_WHAT THE EXERCISE ASKS_
Rewrite the items below with "house" replaced by "building" and everything else left unchanged. Leave the pictures out of your answer.

_DATASET EXCERPTS_
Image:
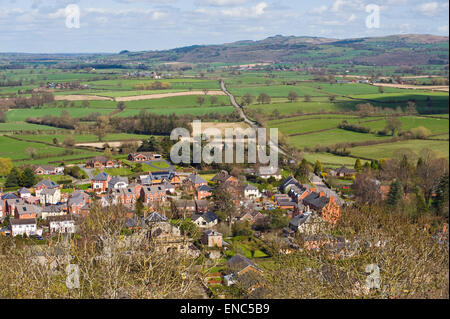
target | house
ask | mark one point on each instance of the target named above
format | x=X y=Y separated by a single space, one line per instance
x=269 y=171
x=52 y=210
x=143 y=157
x=287 y=204
x=251 y=216
x=153 y=193
x=44 y=184
x=117 y=182
x=297 y=223
x=100 y=182
x=64 y=224
x=26 y=211
x=212 y=238
x=327 y=207
x=251 y=192
x=23 y=226
x=160 y=177
x=170 y=188
x=203 y=192
x=195 y=181
x=48 y=170
x=11 y=203
x=298 y=192
x=245 y=272
x=207 y=220
x=201 y=206
x=24 y=193
x=185 y=206
x=344 y=172
x=124 y=195
x=76 y=202
x=99 y=162
x=50 y=196
x=224 y=177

_RESULT_
Image:
target | building
ask | mark one point on each instance of the target named above
format | x=X y=Y separated by a single space, one line per instance
x=269 y=171
x=52 y=210
x=143 y=157
x=287 y=204
x=251 y=216
x=153 y=193
x=44 y=184
x=117 y=182
x=297 y=223
x=100 y=182
x=64 y=224
x=26 y=211
x=212 y=238
x=327 y=207
x=251 y=192
x=23 y=226
x=160 y=177
x=170 y=188
x=203 y=192
x=195 y=181
x=48 y=170
x=11 y=203
x=298 y=192
x=245 y=272
x=207 y=220
x=201 y=206
x=24 y=193
x=185 y=206
x=344 y=172
x=124 y=195
x=76 y=202
x=99 y=162
x=50 y=196
x=224 y=177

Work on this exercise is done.